Intestinal Absorption of Peptides and Peptide Analogues: Implications of Fasting Pancreatic Serine Protease Levels and pH on the Extent of Oral Absorption in Dogs and Humans

In order to describe and predict the impact of intestinal metabolism on peptide absorption, intestinal chymotrypsin activity, flow rate, and pH were characterized in fasted, duodenally fistulated dogs as a function of gastrointestinal (GI) motility phase. GI motility was classified as either active or quiescent. Cumulative volume, F(t), and volumetric flow rate, Q(t), curves were constructed and the data were sorted according to motility phase. The mean ± SE active phase pH was 6.4 ± 0.3, whereas the quiescent phase pH was 7.3 ± 0.3. The difference between the mean active and the mean quiescent phase pH values was significant. The active and quiescent phase flow rates (ml/min) were also significantly different, at values of 1.2 ± 0.2 and 0.28 ± 0.07, respectively. The active phase flow rates were consistent among the dogs studied; however, the quiescent phase flow rates were highly variable among the dogs. The variability of the quiescent phase flow rates was expected since phase II of the GI motility cycle is characterized by intermediate, irregular spike activity. The mean active and quiescent phase chymotrypsin activities were 1.87 × 10^-5 ± 0.53 × 10^-5 and 1.56 × 10^-5 ± 0.65 × 10^-5M, respectively. The active phase values were not statistically different among dogs, however, the quiescent phase values were found to be highly variable among dogs. The difference between the active and the quiescent phase chymotrypsin mean levels, however, was not statistically significant. The chymotrypsin levels determined in dogs were found to be approximately 10 times greater than those reported in humans. The significance of fasted-state chymotrypsin levels is discussed with respect to the impact of GI metabolism on peptide and peptide-like drug absorption in dogs. Further, given the intestinal metabolic differences between dogs and humans, the suitability of using the dog model for predicting the oral absorption of peptides in humans is discussed.

# MATERIAL SUPPLIED
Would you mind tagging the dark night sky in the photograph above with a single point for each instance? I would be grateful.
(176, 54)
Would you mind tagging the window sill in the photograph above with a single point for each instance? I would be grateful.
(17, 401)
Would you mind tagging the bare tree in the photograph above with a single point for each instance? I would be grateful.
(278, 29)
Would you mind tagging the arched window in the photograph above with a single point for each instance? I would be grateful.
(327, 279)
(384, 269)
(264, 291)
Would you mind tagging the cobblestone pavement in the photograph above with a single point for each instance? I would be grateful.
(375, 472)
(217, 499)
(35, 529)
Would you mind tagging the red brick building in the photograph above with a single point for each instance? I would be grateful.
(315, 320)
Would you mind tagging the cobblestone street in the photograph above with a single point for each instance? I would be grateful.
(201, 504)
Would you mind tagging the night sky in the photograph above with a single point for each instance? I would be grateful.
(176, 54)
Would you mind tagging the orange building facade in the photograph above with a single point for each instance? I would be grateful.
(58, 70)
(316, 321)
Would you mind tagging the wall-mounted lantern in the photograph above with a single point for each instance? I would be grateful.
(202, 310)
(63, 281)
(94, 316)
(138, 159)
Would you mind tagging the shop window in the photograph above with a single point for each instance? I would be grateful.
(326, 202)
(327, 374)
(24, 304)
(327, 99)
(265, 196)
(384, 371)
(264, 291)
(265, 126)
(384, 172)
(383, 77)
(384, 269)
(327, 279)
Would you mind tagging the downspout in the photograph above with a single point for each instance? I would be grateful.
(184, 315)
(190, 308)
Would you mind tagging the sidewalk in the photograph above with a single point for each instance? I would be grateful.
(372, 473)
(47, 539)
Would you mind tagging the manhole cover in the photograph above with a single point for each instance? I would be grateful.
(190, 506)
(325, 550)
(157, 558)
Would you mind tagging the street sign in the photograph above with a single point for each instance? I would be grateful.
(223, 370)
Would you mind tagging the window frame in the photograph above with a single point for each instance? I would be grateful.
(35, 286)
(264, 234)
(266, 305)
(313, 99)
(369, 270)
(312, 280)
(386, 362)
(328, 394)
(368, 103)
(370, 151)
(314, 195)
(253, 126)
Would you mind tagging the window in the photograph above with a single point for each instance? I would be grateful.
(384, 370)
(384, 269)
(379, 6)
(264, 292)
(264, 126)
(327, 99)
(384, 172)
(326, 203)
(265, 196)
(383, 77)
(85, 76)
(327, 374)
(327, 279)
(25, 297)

# YOUR INSTRUCTIONS
How do the chymotrypsin levels measured in dogs compare with those reported in humans, according to the abstract on intestinal peptide absorption? The data above are unrelated to the abstract on intestinal peptide absorption.

# ANSWER TO THIS PROBLEM
They are approximately 10 times greater in dogs.